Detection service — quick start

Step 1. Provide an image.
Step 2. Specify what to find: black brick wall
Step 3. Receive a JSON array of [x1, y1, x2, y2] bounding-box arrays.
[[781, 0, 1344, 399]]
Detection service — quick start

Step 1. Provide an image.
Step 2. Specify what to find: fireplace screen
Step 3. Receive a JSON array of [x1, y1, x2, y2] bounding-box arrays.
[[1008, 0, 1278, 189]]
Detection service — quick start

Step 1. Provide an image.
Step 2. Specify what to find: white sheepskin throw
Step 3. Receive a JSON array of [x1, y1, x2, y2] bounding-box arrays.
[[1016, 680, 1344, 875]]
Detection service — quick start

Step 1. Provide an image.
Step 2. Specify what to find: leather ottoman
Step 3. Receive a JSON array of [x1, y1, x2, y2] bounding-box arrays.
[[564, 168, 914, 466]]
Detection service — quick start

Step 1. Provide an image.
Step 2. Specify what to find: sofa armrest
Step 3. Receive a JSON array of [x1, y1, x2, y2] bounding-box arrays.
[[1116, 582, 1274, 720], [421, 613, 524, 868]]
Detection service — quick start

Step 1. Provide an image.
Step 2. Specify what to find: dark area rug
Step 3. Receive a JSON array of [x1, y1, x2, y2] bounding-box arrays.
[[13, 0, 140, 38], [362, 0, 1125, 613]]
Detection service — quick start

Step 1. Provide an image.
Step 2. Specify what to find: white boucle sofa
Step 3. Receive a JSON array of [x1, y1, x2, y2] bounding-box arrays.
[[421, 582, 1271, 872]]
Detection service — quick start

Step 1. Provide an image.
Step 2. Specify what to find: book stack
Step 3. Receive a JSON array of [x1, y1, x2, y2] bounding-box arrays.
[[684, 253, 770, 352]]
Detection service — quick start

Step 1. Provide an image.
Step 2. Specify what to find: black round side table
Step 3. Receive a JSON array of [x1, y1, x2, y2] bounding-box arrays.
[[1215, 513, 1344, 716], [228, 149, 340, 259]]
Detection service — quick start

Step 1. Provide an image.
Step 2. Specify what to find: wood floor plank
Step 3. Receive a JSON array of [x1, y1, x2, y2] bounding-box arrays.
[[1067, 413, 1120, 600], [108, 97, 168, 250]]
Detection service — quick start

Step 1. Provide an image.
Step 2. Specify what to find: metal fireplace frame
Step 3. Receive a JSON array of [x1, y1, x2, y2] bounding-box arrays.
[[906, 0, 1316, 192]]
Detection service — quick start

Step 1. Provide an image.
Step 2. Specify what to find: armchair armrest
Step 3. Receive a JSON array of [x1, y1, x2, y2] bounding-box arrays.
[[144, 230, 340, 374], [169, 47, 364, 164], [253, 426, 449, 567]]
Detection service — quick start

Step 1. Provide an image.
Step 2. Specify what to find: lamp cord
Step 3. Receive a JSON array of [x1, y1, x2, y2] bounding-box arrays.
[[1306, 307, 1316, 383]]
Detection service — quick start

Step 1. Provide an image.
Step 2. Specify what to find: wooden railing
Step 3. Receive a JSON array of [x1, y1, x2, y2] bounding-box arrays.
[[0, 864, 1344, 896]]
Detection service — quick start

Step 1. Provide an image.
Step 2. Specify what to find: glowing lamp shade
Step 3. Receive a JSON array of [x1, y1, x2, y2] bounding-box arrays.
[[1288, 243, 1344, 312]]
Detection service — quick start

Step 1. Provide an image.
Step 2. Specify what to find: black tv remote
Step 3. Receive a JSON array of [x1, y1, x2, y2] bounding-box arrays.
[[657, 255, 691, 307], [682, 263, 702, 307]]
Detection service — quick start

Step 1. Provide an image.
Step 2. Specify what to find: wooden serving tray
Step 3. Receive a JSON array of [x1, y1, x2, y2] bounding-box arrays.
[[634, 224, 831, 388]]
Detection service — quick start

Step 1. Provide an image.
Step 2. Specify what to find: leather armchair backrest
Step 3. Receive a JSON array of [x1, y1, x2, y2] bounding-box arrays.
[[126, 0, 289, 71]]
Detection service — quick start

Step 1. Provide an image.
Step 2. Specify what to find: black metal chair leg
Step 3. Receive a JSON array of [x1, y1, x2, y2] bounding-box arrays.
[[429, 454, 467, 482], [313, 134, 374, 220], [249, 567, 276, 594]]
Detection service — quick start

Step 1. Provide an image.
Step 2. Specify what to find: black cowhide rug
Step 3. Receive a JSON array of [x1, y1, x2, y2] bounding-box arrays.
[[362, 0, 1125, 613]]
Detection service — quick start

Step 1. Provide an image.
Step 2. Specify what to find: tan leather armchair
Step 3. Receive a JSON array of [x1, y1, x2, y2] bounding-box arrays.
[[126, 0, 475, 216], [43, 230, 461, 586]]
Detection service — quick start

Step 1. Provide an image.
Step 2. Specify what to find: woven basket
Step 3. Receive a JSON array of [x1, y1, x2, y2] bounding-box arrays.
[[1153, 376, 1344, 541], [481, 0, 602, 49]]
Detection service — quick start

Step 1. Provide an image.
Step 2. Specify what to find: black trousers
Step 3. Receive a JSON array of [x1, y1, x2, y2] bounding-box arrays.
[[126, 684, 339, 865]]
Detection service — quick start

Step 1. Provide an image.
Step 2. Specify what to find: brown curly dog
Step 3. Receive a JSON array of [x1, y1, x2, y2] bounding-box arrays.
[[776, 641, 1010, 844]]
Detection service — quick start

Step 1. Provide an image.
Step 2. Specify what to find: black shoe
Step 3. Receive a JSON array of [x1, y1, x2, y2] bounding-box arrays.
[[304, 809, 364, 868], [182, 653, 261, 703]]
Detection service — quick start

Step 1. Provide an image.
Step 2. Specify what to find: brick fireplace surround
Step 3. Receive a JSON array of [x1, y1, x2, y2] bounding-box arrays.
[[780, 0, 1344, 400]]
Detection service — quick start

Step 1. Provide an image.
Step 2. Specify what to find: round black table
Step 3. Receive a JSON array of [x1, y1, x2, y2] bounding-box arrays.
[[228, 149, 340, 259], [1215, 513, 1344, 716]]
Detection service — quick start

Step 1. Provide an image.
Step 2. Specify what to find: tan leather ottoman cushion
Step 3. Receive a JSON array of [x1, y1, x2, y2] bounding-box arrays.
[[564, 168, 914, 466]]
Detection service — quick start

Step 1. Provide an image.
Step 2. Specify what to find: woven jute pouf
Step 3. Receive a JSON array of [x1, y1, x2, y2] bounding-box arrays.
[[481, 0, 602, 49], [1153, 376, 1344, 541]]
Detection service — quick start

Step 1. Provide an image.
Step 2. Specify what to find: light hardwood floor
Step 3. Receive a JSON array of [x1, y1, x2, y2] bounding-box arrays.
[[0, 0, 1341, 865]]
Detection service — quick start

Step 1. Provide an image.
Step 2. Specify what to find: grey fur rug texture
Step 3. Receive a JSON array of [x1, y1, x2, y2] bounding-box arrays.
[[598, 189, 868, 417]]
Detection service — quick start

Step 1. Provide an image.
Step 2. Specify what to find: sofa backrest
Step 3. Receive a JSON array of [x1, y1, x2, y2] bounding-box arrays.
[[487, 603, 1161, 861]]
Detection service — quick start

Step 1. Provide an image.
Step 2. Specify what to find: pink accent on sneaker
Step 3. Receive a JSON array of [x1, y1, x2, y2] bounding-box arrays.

⁂

**Written instruction**
Word for word, write out all of the data above.

**Result**
Detection service — quick start

Step 1. Provide an image.
Step 2. Specify what to find: black brick wall
Step 3. Receive a JSON array of [x1, y1, x2, y2] bounding-box arrays.
[[781, 0, 1344, 399]]
Detection service — quick start

Step 1. Provide an image.
Step 2. Specify what to find: fireplace screen
Step 3. Receive a JSON array of [x1, y1, x2, y2] bounding-box arrays.
[[1008, 0, 1278, 189]]
Detection service — quick start

Step 1. Provide an image.
Step 2. Specify what to find: white sheepskin throw
Step 3. Receive a JSON array of [x1, y1, x2, y2] bounding-box arrays.
[[1016, 680, 1344, 875]]
Detection service — quick start

Step 1. Provide an image.
Step 2. Specify what to find: leather ottoman
Step 3. Receive a JSON array of [x1, y1, x2, y2] bounding-box arrays.
[[564, 168, 914, 466]]
Detection service — quick start

Step 1. Provide an image.
Step 2. Specify what to find: sofa armrest
Step 3. Receive a JSON array of [x1, y1, x2, y2] bounding-box arrays.
[[1116, 582, 1274, 720], [421, 613, 524, 868]]
Detection service — quick start

Step 1. Provide an image.
Step 2. Specify what to find: dark area rug
Step 3. Receive a JSON array of [x1, y1, x2, y2] bounding-box arrays.
[[13, 0, 140, 38], [362, 0, 1125, 613]]
Detection service — quick start

Step 1. Provide an image.
Step 2. Specify what to find: white boucle sofa
Step 3. Receive a JSON array of [x1, y1, x2, y2] bounding-box arrays.
[[421, 582, 1271, 872]]
Detection service — quick start

Step 1. Provide an image.
Step 2. Specify what to find: book stack
Step 3. Receive a JSON array of [x1, y1, x2, y2] bounding-box arrays.
[[684, 253, 770, 352]]
Detection service — quick start

Step 1. Provide an image.
Step 2. Specify what to find: black round side table
Step 3. Receive a JSON array of [x1, y1, x2, y2] bounding-box arrays.
[[1215, 513, 1344, 716], [228, 149, 340, 259]]
Detection service — quick start

Step 1. Provide an image.
Step 2. Specify what to find: wood floor plank
Step 3. Receive a JSON array of [x1, y1, x2, y2] bounding-box arrays.
[[1067, 413, 1120, 600], [108, 97, 168, 250]]
Detection service — quick start

Step 1. Provide an image.
Step 2. Specify what to find: metal fireplace frame
Step 3. Receive a JSON array of [x1, y1, x2, y2] bounding-box arrays.
[[906, 0, 1316, 192]]
Detection service — quick start

Step 1. Provide an image.
Step 2. Specify what to find: armchair armrest
Step 3. Receive a JSON array of [x1, y1, x2, y2] bounding-box arrays.
[[144, 230, 340, 374], [169, 47, 364, 164], [253, 426, 449, 567]]
Detection service — quick start

Step 1. Provide an image.
Step 2. Specify what to find: lamp cord
Step 3. Receive a JSON array of [x1, y1, x2, y2] bounding-box arrays.
[[1306, 307, 1316, 383]]
Detection service — quick start

Step 1. Provide an image.
Step 2. Specify what to find: wooden railing
Step 3. Receive a JSON array of [x1, y1, x2, y2] bounding-box arrays.
[[0, 864, 1344, 896]]
Detection service — quick start

Step 1. Provide an image.
Step 2. Specify what to find: glowing lamp shade
Step 3. Receive a JSON array of [x1, y1, x2, y2] bounding-box arrays.
[[1288, 243, 1344, 312]]
Detection service — quick start

Step 1. Provide an image.
Step 2. Specify what to find: black tv remote
Step 3. Receive a JSON array of [x1, y1, x2, y2] bounding-box arrays.
[[657, 255, 691, 307], [682, 263, 702, 307]]
Detection service — quick start

Step 1. Provide an image.
Step 2. Specify what to find: wooden serving tray
Step 3. Receive a JSON array of [x1, y1, x2, y2] bounding-box arrays.
[[634, 224, 831, 388]]
Detection service — quick start

Step 1. Provide an image.
Step 2. Specify what to find: leather armchair backrest
Step 3. Receive a JSON array of [x1, y1, x2, y2] bounding-box arrays.
[[126, 0, 289, 71]]
Detection service — quick start

Step 1. Provide an image.
Step 2. Specify what to find: black metal chair leg
Step 3. Receive a JSON array of [x1, y1, x2, y2] bounding-box arrays.
[[429, 454, 467, 482], [313, 134, 374, 220], [249, 567, 276, 594]]
Detection service — quick start

Step 1. Provide an image.
Step 2. Specify what to find: black cowhide rug
Step 3. Receive a JSON array of [x1, y1, x2, y2] bounding-box arrays.
[[362, 0, 1125, 613]]
Detection service — quick start

Step 1. Provide an image.
Step 2. Specify what to find: tan leather armchair
Step 3. Receive a JSON array of [x1, y1, x2, y2] bounding-box arrays.
[[126, 0, 475, 216], [43, 230, 461, 586]]
Detection service — quick start

Step 1. Provide an image.
Step 2. Specify what to find: woven basket
Step 3. Receive a JSON array of [x1, y1, x2, y2] bounding-box arrays.
[[1153, 376, 1344, 541], [481, 0, 602, 49]]
Detection service — quick start

Step 1. Provide an image.
Step 2. Specify what to find: black trousers
Step 3. Receive a JSON array of [x1, y1, x2, y2] bounding-box arrays.
[[126, 684, 339, 865]]
Detection service — quick start

Step 1. Provide an image.
Step 2. Specify what to find: brown curly dog
Step 3. Receive a JSON array of [x1, y1, x2, y2] bounding-box arrays.
[[776, 641, 1010, 844]]
Detection service — quick start

Step 1. Provide an image.
Step 2. Specify what to find: black shoe
Step 3. Receive a JSON array of [x1, y1, x2, y2] bounding-box arrays.
[[304, 809, 364, 868], [182, 653, 261, 703]]
Detection service — quick start

Step 1. Provide an image.
Step 2. Specify what to find: brick fireplace surround
Step 3. Receive a JSON array of [x1, y1, x2, y2] bounding-box arrays.
[[780, 0, 1344, 400]]
Detection service — quick start

Step 1. Provide an image.
Step 2. Specify what to find: round black table
Step 3. Receive a JSON array of [x1, y1, x2, y2] bounding-box arrays.
[[228, 149, 340, 259], [1215, 513, 1344, 716]]
Detection service — quick start

Step 1. Provide an image.
Step 2. Specify what to find: tan leather ottoman cushion
Step 3. Receive a JSON array of [x1, y1, x2, y2] bounding-box arrays.
[[564, 168, 914, 466]]
Detection service — quick start

Step 1. Provide an image.
Step 2. Specify what to find: woven jute pouf
Step 3. Receive a JSON array of [x1, y1, x2, y2] bounding-box arrays.
[[481, 0, 602, 49], [1153, 376, 1344, 541]]
Detection service — quick start

Step 1. Provide an image.
Step 2. Specify what to find: light hardwood floor
Step 3. Receive a JSON array of [x1, y1, x2, y2] bounding-box arrays.
[[0, 0, 1341, 865]]
Detection service — quick start

Step 1. Provide an image.
Step 2. Specify what to find: grey fur rug texture
Step 3. Receive a JSON array of [x1, y1, x2, y2] bounding-box arrays.
[[598, 189, 868, 417]]
Detection service — quick start

Step 1. Provide an image.
Step 2. Specify what to find: sofa backrest
Step 3. Receive a JSON array of [x1, y1, x2, y2] bounding-box arrays.
[[487, 603, 1161, 861]]
Detection service — quick start

Step 1. Provide an image.
Step 2. Specify what to find: pink accent on sneaker
Step 3. Receive a JSON array of [x1, y1, x2, y2] bounding-box arrays.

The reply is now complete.